### Your instructions
Among the lines of the data, copy those that hold "then".

Stored records:
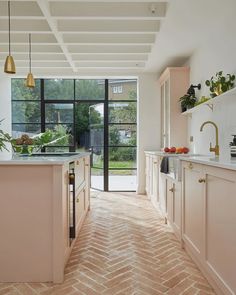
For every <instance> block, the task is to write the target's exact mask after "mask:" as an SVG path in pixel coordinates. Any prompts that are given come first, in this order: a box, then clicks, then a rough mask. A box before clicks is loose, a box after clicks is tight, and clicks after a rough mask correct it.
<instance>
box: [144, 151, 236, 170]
mask: <svg viewBox="0 0 236 295" xmlns="http://www.w3.org/2000/svg"><path fill="white" fill-rule="evenodd" d="M145 153H146V154H150V155H156V156H162V157H163V156H164V157H178V158H179V159H180V160H182V161H189V162H194V163H198V164H204V165H209V166H214V167H219V168H224V169H230V170H236V157H235V158H232V157H230V155H227V156H225V155H221V156H220V157H215V156H214V154H212V155H209V154H208V155H200V154H191V153H189V154H174V153H173V154H172V153H165V152H162V151H145Z"/></svg>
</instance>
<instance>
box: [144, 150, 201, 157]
mask: <svg viewBox="0 0 236 295" xmlns="http://www.w3.org/2000/svg"><path fill="white" fill-rule="evenodd" d="M144 152H145V154H150V155H154V156H162V157H191V156H200V155H199V154H191V153H188V154H175V153H165V152H162V151H144Z"/></svg>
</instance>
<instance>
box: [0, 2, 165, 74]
mask: <svg viewBox="0 0 236 295" xmlns="http://www.w3.org/2000/svg"><path fill="white" fill-rule="evenodd" d="M167 4H168V3H167V1H165V0H161V1H157V0H154V1H150V2H149V1H145V0H143V1H141V0H139V1H138V0H129V1H121V0H119V1H115V0H114V1H108V0H107V1H104V0H103V1H98V0H93V1H86V0H77V1H75V0H74V1H66V0H64V1H62V0H35V1H32V0H31V1H27V0H24V1H21V0H15V1H14V0H13V1H11V40H12V42H11V44H12V46H11V47H12V55H13V56H14V59H15V63H16V68H17V74H19V75H21V74H26V73H27V72H28V33H32V59H33V62H32V68H33V72H34V73H35V74H36V75H37V74H38V75H41V74H47V73H49V74H55V75H60V74H61V75H73V74H77V73H83V71H84V72H89V71H90V72H91V73H93V72H101V73H102V72H104V71H108V70H112V71H113V72H116V71H117V72H124V73H125V72H127V71H130V72H131V71H134V72H138V71H139V72H142V71H146V70H147V68H146V64H147V61H148V58H149V55H150V53H151V51H152V47H153V45H154V43H155V42H156V39H158V32H159V30H160V24H161V22H162V21H163V19H164V18H165V15H166V11H167ZM6 55H8V18H7V1H5V0H2V1H1V2H0V65H1V66H2V67H3V65H4V60H5V58H6Z"/></svg>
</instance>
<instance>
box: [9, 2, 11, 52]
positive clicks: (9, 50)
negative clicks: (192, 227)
mask: <svg viewBox="0 0 236 295" xmlns="http://www.w3.org/2000/svg"><path fill="white" fill-rule="evenodd" d="M8 38H9V55H11V7H10V1H8Z"/></svg>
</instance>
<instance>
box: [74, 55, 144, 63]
mask: <svg viewBox="0 0 236 295" xmlns="http://www.w3.org/2000/svg"><path fill="white" fill-rule="evenodd" d="M72 58H73V60H74V61H75V62H76V61H146V60H147V59H148V55H147V54H92V55H91V54H86V53H85V54H72Z"/></svg>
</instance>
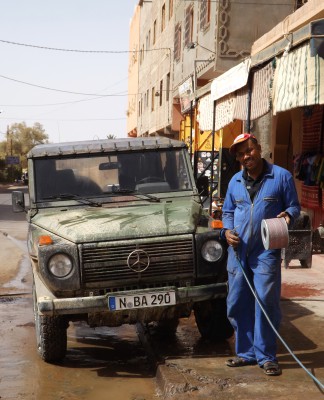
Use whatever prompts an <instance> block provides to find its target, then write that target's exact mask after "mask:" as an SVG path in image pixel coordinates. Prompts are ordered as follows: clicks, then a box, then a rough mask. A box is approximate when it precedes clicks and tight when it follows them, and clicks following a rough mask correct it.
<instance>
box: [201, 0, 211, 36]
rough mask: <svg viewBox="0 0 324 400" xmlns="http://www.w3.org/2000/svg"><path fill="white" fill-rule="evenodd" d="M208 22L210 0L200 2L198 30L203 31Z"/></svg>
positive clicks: (201, 0)
mask: <svg viewBox="0 0 324 400" xmlns="http://www.w3.org/2000/svg"><path fill="white" fill-rule="evenodd" d="M209 23H210V0H201V2H200V30H202V31H204V30H205V29H207V28H208V26H209Z"/></svg>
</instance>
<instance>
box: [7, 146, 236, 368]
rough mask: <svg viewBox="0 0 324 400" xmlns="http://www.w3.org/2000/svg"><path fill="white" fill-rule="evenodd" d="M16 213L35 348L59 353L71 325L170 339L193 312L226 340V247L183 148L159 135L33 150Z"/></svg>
mask: <svg viewBox="0 0 324 400" xmlns="http://www.w3.org/2000/svg"><path fill="white" fill-rule="evenodd" d="M27 157H28V176H29V201H30V207H29V209H28V211H27V210H26V209H25V202H24V194H23V193H22V192H19V191H15V192H13V196H12V204H13V209H14V211H22V210H25V211H26V212H27V220H28V222H29V230H28V249H29V254H30V260H31V266H32V271H33V300H34V314H35V323H36V336H37V347H38V352H39V354H40V356H41V357H42V359H43V360H45V361H47V362H56V361H59V360H61V359H63V358H64V357H65V354H66V350H67V328H68V325H69V322H70V321H86V322H87V323H88V324H89V326H91V327H96V326H120V325H122V324H125V323H127V324H135V323H137V322H141V323H151V322H154V323H155V324H156V325H157V326H158V327H163V328H164V329H166V330H169V331H173V332H175V330H176V327H177V324H178V320H179V318H180V317H185V316H189V315H190V313H191V311H192V310H194V313H195V317H196V322H197V326H198V329H199V331H200V333H201V335H202V336H203V337H206V338H209V339H214V340H217V339H218V340H223V339H225V338H228V337H230V336H231V335H232V332H233V331H232V328H231V326H230V324H229V322H228V320H227V317H226V294H227V272H226V259H227V251H226V244H225V243H223V242H222V241H221V240H220V237H219V233H220V231H219V229H213V228H212V227H211V226H210V222H211V219H210V217H209V215H208V213H206V211H205V210H204V209H203V207H202V204H201V201H200V196H199V193H198V190H197V188H196V186H195V182H194V178H193V173H192V168H191V165H190V160H189V156H188V151H187V148H186V145H185V144H184V143H182V142H179V141H172V140H169V139H166V138H154V139H153V138H141V139H115V140H96V141H86V142H73V143H72V142H71V143H59V144H44V145H38V146H36V147H34V148H33V149H32V150H31V151H30V152H29V154H28V156H27Z"/></svg>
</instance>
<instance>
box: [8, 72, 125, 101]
mask: <svg viewBox="0 0 324 400" xmlns="http://www.w3.org/2000/svg"><path fill="white" fill-rule="evenodd" d="M0 78H3V79H7V80H9V81H13V82H17V83H22V84H23V85H27V86H33V87H37V88H40V89H46V90H52V91H54V92H61V93H69V94H78V95H82V96H98V93H83V92H72V91H69V90H61V89H54V88H50V87H47V86H41V85H36V84H34V83H29V82H24V81H21V80H19V79H15V78H10V77H8V76H5V75H0ZM118 96H127V94H124V93H113V94H101V95H100V97H118Z"/></svg>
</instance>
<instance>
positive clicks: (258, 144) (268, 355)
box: [222, 133, 300, 375]
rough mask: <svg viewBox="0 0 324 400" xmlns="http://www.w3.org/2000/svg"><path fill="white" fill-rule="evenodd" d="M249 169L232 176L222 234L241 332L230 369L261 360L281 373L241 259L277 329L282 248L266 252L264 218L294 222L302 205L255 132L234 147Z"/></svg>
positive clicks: (273, 372)
mask: <svg viewBox="0 0 324 400" xmlns="http://www.w3.org/2000/svg"><path fill="white" fill-rule="evenodd" d="M230 153H231V154H233V155H234V156H235V157H236V159H237V160H238V161H239V162H240V163H241V165H242V167H243V169H242V170H241V171H240V172H238V173H237V174H235V175H234V176H233V178H232V179H231V181H230V183H229V186H228V189H227V193H226V197H225V201H224V205H223V217H222V218H223V226H224V229H223V230H222V236H223V237H224V238H226V241H227V243H228V245H229V248H228V263H227V269H228V275H229V277H228V281H229V293H228V297H227V313H228V318H229V320H230V322H231V324H232V325H233V327H234V330H235V339H236V341H235V351H236V355H237V356H236V357H235V358H232V359H229V360H227V362H226V365H227V366H229V367H242V366H245V365H255V364H259V366H260V367H261V368H263V370H264V373H265V374H267V375H280V374H281V369H280V367H279V364H278V360H277V357H276V352H277V346H276V341H277V337H276V333H275V332H274V331H273V329H272V328H271V327H270V324H269V322H268V321H267V319H266V317H265V316H264V315H263V312H262V311H261V309H260V306H259V305H258V303H257V301H256V299H255V297H254V295H253V293H252V291H251V290H250V288H249V287H248V284H247V282H246V280H245V278H244V275H243V272H242V269H241V266H240V264H239V261H240V263H241V265H242V267H243V268H244V271H245V273H246V275H247V276H248V278H249V281H250V283H251V285H252V287H253V288H254V290H255V291H256V293H257V294H258V297H259V300H260V302H261V304H262V306H263V308H264V309H265V311H266V313H267V315H268V316H269V318H270V320H271V322H272V324H273V325H274V327H275V328H276V329H278V328H279V324H280V320H281V311H280V289H281V250H280V249H275V250H274V249H270V250H265V248H264V246H263V243H262V237H261V221H262V220H263V219H270V218H275V217H278V218H281V217H283V218H285V220H286V222H287V224H290V223H291V222H292V221H293V220H294V219H296V218H297V217H298V216H299V213H300V205H299V202H298V197H297V193H296V188H295V184H294V180H293V177H292V175H291V174H290V172H288V171H287V170H285V169H284V168H281V167H279V166H277V165H273V164H270V163H268V162H267V161H266V160H264V159H263V158H262V157H261V146H260V145H259V144H258V141H257V139H256V137H255V136H253V135H251V134H248V133H243V134H241V135H239V136H238V137H237V138H236V139H235V140H234V142H233V144H232V146H231V147H230Z"/></svg>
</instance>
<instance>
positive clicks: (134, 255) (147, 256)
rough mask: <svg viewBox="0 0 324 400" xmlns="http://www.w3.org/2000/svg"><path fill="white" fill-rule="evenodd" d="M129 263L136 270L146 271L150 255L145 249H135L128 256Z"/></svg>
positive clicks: (134, 270)
mask: <svg viewBox="0 0 324 400" xmlns="http://www.w3.org/2000/svg"><path fill="white" fill-rule="evenodd" d="M127 265H128V267H129V268H130V269H131V270H132V271H134V272H144V271H145V270H146V269H147V268H148V266H149V265H150V257H149V255H148V254H147V253H146V251H144V250H134V251H132V252H131V253H130V255H129V256H128V258H127Z"/></svg>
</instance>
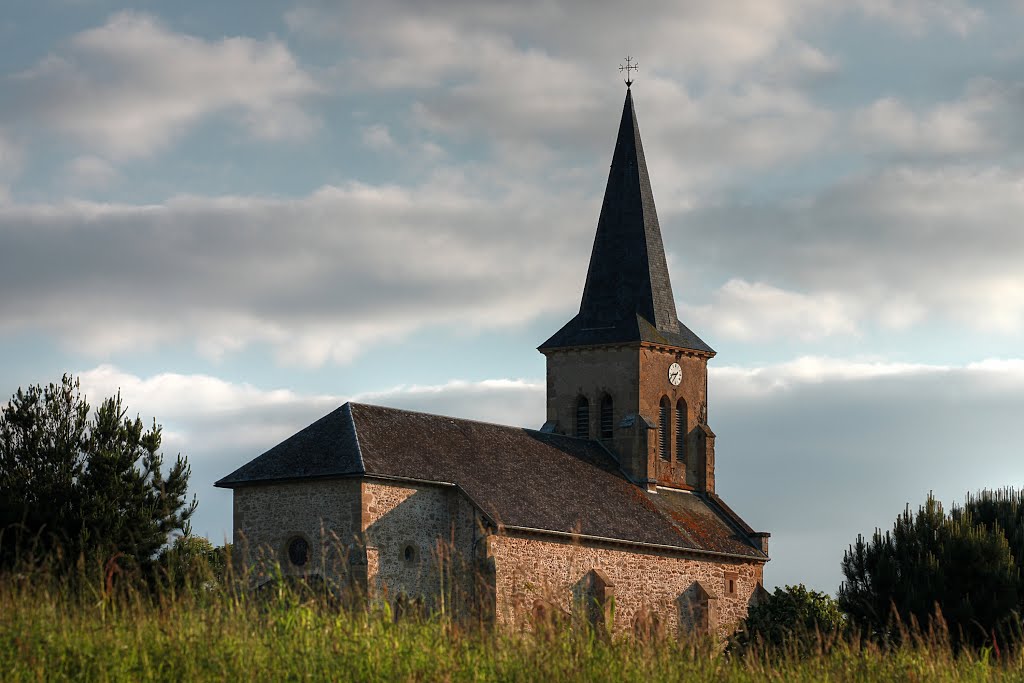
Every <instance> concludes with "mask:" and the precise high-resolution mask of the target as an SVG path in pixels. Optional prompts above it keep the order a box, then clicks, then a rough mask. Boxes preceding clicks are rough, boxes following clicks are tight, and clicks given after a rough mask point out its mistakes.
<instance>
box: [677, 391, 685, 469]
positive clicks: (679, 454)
mask: <svg viewBox="0 0 1024 683" xmlns="http://www.w3.org/2000/svg"><path fill="white" fill-rule="evenodd" d="M686 431H687V430H686V401H685V400H683V399H682V398H680V399H679V400H678V401H677V402H676V462H677V463H679V464H681V465H685V464H686Z"/></svg>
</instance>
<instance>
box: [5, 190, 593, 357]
mask: <svg viewBox="0 0 1024 683" xmlns="http://www.w3.org/2000/svg"><path fill="white" fill-rule="evenodd" d="M456 182H457V180H456V179H454V178H452V177H443V178H440V179H439V180H438V182H437V183H434V184H431V183H427V184H425V185H423V186H420V187H416V188H407V187H398V186H373V185H365V184H358V183H349V184H346V185H343V186H337V187H336V186H326V187H323V188H321V189H318V190H317V191H315V193H313V194H311V195H309V196H307V197H305V198H300V199H296V200H262V199H254V198H245V197H222V198H201V197H178V198H173V199H171V200H169V201H168V202H166V203H163V204H159V205H151V206H135V205H123V204H96V203H88V202H68V203H65V204H60V205H38V206H34V205H6V206H0V254H17V255H18V257H17V259H10V258H8V259H4V267H3V268H0V290H10V291H17V292H18V296H16V297H3V298H2V299H0V333H11V332H15V331H19V330H20V331H27V330H35V331H40V332H43V333H44V334H49V335H54V336H56V337H57V338H59V339H61V340H63V341H65V342H66V343H67V344H68V345H69V346H74V347H75V348H76V349H78V350H85V351H91V352H94V353H97V354H99V355H100V356H104V357H109V354H111V353H116V352H117V351H119V350H122V349H126V348H135V347H147V348H155V347H159V346H161V345H167V344H174V343H180V342H182V341H185V342H191V343H194V344H196V346H197V347H198V348H199V349H200V350H201V351H202V352H204V353H206V354H207V355H209V356H212V357H217V356H219V355H222V354H225V353H231V352H234V351H238V350H240V349H242V348H245V347H247V346H248V345H251V344H254V343H259V344H265V345H268V346H269V347H270V348H271V349H273V350H274V351H275V352H276V354H278V357H279V359H280V360H282V361H284V362H288V364H291V365H301V366H307V367H315V366H319V365H323V364H325V362H329V361H336V362H347V361H349V360H351V359H352V358H353V357H354V356H355V355H356V354H357V353H359V352H360V351H361V350H364V349H365V348H367V347H368V346H370V345H371V344H372V343H374V342H378V341H380V340H383V339H390V340H394V339H397V338H400V337H402V336H403V335H408V334H411V333H412V332H413V331H416V330H420V329H423V328H426V327H430V326H449V327H455V328H458V329H459V330H462V331H466V330H470V331H471V330H474V329H483V328H496V327H503V326H511V325H518V324H521V323H523V322H525V321H530V319H532V318H534V317H535V316H537V315H539V314H543V313H545V312H550V311H552V310H562V309H563V308H566V307H569V306H571V305H572V304H573V303H574V301H571V298H572V297H570V296H567V295H565V294H564V293H566V292H572V291H574V290H575V289H577V288H578V287H579V284H580V283H581V282H582V281H583V276H584V271H583V269H584V268H585V267H586V263H585V260H584V259H583V257H581V259H580V260H579V262H578V263H574V264H573V265H572V266H571V267H566V264H565V262H564V258H563V257H562V254H564V253H574V254H585V252H586V248H587V244H588V243H589V241H590V239H591V238H590V234H591V230H592V229H593V228H592V225H593V217H591V218H585V217H584V216H586V215H587V214H588V213H589V212H588V211H581V206H580V199H579V198H578V197H573V196H572V195H571V194H568V193H563V194H561V195H559V196H557V197H551V198H548V199H546V200H537V199H534V201H532V203H531V205H528V206H526V205H524V204H523V202H522V201H521V200H522V198H521V197H520V196H519V195H518V194H517V193H515V191H509V193H507V196H506V197H504V198H501V197H500V198H498V199H489V198H488V199H484V198H482V197H480V196H479V195H477V194H474V193H471V191H469V190H467V189H466V188H465V187H459V186H457V185H456V184H455V183H456ZM535 197H536V196H535ZM524 206H525V208H524ZM552 222H556V223H558V224H559V225H560V229H559V231H558V233H557V234H552V233H551V231H550V230H549V229H548V228H547V226H548V225H549V224H551V223H552Z"/></svg>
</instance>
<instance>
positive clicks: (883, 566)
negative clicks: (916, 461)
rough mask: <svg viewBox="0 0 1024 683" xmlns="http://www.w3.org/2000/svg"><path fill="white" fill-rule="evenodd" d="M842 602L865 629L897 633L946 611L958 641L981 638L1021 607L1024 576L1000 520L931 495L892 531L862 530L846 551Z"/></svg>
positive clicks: (991, 630) (847, 613) (901, 516)
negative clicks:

### Task solution
For every <instance> block, the task is to write the target's exact mask after "mask:" as an SVG path in pixel coordinates. Any prompts that are given come first, in this order: a box, then clicks, then a rough mask. A box before clicks is loose, a box after clicks is tight, and clicks after a rough mask correct it.
Use whatever prompts an <instance> block provides to find its target, then write that target's exact mask after "mask:" as an SVG path in image pixel coordinates. Prompts are ordered as follows: clicks, then a box, then a rough mask. A box is approximate when it precedes clicks and tight when it follows them, and clicks following a rough mask correct it.
Every <instance> concludes with "mask:" and the precise high-resolution mask of the target as an SVG path in pixels. Optional prompts above it keep the order a box, then clicks, then a rough mask. Boxes preceding clicks are rough, boxes following clicks are tight, and clicks given after a rough mask point out its mistakes.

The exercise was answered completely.